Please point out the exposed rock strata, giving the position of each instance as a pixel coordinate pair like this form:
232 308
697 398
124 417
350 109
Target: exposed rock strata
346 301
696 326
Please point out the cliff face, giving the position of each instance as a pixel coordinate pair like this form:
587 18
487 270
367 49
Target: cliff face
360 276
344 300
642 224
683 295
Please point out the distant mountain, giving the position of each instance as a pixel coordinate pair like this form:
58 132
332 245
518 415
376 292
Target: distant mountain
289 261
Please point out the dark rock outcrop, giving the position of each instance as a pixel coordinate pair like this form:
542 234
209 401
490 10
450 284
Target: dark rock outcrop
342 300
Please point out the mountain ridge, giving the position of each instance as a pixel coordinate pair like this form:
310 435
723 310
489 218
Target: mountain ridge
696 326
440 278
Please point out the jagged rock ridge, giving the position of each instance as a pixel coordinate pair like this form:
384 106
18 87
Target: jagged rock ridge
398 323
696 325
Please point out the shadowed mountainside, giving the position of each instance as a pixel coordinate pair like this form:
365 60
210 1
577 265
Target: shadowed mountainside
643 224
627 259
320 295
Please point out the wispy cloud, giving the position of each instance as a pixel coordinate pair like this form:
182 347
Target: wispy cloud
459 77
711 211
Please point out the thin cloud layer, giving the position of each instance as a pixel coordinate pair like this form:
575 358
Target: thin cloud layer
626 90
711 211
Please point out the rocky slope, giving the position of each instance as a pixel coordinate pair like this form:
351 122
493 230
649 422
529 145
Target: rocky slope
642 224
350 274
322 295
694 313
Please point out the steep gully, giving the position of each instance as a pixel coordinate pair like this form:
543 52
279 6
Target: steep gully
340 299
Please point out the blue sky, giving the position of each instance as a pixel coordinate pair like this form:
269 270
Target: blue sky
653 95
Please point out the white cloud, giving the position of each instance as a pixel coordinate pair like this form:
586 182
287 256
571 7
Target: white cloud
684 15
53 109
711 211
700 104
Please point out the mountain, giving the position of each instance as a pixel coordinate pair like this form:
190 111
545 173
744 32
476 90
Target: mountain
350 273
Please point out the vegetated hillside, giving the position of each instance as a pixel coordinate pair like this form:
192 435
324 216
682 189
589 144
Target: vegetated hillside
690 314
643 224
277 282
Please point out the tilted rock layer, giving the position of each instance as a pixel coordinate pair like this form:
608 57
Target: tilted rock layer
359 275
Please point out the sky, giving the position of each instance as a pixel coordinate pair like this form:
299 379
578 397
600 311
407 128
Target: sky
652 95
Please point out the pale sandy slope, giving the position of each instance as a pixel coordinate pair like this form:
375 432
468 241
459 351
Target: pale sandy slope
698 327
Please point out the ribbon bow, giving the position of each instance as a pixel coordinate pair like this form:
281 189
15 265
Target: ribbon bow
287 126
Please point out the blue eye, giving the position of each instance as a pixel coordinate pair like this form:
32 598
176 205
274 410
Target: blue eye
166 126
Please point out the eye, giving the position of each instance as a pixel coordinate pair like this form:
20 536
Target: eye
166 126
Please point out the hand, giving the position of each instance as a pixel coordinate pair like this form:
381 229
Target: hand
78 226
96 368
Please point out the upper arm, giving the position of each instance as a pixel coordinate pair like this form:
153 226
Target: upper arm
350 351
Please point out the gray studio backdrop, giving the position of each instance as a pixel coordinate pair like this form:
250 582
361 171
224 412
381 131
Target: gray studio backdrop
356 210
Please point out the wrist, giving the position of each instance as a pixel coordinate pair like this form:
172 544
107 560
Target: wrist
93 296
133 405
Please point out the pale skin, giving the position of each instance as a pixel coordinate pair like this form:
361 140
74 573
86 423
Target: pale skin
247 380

- - -

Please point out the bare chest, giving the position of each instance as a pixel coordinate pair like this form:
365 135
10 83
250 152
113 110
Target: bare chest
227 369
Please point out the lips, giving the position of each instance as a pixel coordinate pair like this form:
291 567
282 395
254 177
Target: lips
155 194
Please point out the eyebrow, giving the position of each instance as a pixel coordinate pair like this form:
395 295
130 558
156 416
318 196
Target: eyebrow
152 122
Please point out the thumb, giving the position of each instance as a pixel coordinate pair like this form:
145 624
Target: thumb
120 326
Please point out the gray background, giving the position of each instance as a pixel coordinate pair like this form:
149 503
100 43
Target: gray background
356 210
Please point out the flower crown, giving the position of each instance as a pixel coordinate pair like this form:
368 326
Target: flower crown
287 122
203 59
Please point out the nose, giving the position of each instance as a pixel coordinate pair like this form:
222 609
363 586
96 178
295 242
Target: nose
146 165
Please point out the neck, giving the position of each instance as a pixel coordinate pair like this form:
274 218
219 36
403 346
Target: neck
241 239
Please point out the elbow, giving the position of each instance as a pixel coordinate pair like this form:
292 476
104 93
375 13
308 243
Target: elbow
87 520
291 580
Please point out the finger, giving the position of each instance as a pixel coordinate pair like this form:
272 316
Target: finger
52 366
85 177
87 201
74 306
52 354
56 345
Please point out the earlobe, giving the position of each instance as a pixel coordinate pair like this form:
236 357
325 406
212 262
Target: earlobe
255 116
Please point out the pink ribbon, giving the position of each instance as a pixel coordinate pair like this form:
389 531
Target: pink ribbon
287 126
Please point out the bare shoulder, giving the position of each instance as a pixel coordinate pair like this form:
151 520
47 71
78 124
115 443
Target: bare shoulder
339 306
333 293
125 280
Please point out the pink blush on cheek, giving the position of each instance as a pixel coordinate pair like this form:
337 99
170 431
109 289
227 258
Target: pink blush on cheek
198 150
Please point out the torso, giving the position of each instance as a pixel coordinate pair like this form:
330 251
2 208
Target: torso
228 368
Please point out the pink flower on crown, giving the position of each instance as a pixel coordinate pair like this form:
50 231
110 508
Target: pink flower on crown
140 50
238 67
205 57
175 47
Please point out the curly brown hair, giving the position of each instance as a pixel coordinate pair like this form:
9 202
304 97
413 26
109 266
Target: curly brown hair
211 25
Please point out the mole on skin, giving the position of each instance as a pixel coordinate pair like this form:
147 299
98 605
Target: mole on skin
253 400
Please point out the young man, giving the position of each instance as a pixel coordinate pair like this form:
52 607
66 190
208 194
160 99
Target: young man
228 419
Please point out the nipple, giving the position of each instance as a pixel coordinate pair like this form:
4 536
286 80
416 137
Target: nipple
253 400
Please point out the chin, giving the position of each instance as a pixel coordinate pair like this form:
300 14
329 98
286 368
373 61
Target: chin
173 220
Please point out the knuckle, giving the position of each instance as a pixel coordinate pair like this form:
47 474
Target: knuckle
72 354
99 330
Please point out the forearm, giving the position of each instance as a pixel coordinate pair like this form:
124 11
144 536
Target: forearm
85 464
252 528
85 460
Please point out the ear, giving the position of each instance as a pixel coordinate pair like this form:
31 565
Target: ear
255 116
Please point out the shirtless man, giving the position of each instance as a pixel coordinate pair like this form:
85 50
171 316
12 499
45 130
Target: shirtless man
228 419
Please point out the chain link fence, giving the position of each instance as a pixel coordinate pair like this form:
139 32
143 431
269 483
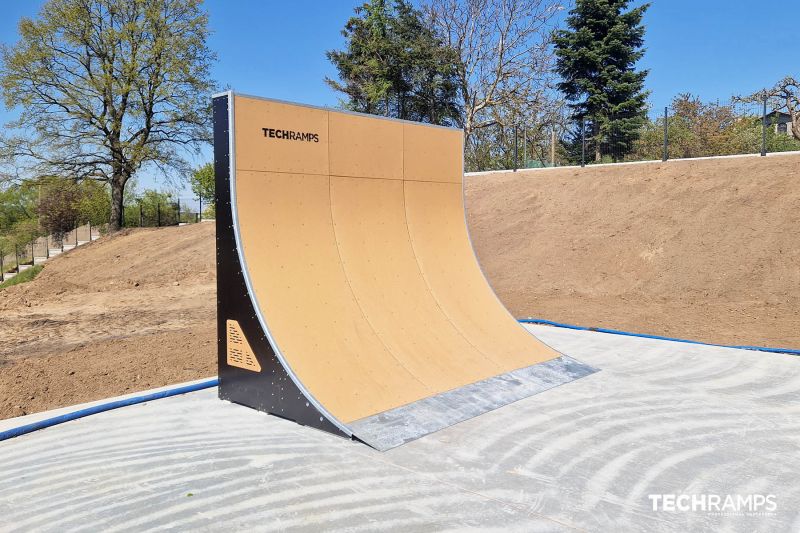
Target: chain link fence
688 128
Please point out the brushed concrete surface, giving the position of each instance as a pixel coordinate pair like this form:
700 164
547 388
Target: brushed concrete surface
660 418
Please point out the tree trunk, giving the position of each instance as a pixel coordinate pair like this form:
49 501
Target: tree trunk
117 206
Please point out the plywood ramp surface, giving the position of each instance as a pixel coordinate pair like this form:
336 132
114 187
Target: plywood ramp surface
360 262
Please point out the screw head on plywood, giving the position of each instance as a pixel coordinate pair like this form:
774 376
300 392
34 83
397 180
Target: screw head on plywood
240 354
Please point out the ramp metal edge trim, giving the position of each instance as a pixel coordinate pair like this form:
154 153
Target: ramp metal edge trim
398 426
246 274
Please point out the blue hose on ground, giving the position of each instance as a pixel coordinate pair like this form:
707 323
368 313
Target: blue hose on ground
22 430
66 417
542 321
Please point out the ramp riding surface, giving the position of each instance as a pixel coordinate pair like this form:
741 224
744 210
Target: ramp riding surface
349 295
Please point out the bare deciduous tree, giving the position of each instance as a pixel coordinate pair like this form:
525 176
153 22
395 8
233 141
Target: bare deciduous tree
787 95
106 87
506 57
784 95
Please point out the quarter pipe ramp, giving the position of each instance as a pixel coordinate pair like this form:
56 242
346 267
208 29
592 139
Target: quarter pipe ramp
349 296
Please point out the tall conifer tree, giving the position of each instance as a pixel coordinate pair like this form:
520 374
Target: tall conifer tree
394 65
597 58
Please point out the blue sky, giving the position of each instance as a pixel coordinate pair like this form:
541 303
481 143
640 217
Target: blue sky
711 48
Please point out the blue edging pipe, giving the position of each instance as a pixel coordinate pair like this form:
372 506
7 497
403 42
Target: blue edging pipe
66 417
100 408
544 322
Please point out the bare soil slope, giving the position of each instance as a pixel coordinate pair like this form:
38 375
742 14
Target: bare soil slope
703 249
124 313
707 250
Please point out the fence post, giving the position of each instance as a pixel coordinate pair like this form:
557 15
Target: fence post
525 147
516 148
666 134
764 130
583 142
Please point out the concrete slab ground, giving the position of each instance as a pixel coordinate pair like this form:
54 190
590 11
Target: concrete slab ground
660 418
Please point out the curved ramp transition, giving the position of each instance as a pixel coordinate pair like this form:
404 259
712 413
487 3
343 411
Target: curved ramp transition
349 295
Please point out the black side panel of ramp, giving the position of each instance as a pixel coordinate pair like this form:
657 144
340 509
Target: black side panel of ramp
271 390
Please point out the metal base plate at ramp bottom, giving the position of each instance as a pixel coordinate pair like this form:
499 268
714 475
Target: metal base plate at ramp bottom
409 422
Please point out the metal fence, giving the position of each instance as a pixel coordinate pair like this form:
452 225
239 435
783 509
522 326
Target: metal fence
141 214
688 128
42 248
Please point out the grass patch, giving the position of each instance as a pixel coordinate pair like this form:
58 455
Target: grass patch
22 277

- - -

◆ What is required:
Where the line holding "Please point out the exposed" appears in the listing above, start reproducing exactly, and end with the line holding "Please point out the rocky".

◆ Output of the exercise:
Please point out the exposed rock strata, giving the position of each instance as a pixel coordinate pair like this form:
232 308
697 398
124 417
350 109
Target: exposed rock strata
346 301
696 326
Please point out the cliff face, giving the position of each instance as a pixel coordinate pair like this form:
587 18
487 270
367 49
Target: cliff face
360 276
344 300
642 224
683 295
Please point out the distant mountain, giving the position of each instance as a pixel coordinate pair like this form:
58 132
332 245
518 415
376 292
Target: distant mountain
289 261
Please point out the dark rock outcrop, giving the position of each instance as a pixel coordinate pair like this form:
542 234
209 401
490 10
450 284
Target: dark rock outcrop
342 300
Please point out the mountain ridge, giving the position of each instance as a pixel coordinate pair like this form:
310 435
723 310
489 218
Target: mountain ridge
696 326
440 278
Please point out the jagged rock ridge, giving the position of each instance as a pixel coordinate pair like this form:
384 106
18 87
Target: jagged rock ridge
398 323
696 325
Please point out the shadowed mountainside, giving the position of each instance as a pixel coordinate pair like this form:
365 60
210 1
577 265
Target: shadowed mountainside
643 224
627 259
320 295
Please point out the wispy cloud, giving the position of each instance as a pixel coordinate pair like this form:
182 347
Target: wispy cloud
459 77
711 211
Please point out the thin cloud layer, giving the position of each instance as a pixel coordinate pair like this form:
575 358
Target: thin cloud layer
626 90
711 211
Please point out the rocky slope, giving the position of each instance as a pixel coordinate pair like this form:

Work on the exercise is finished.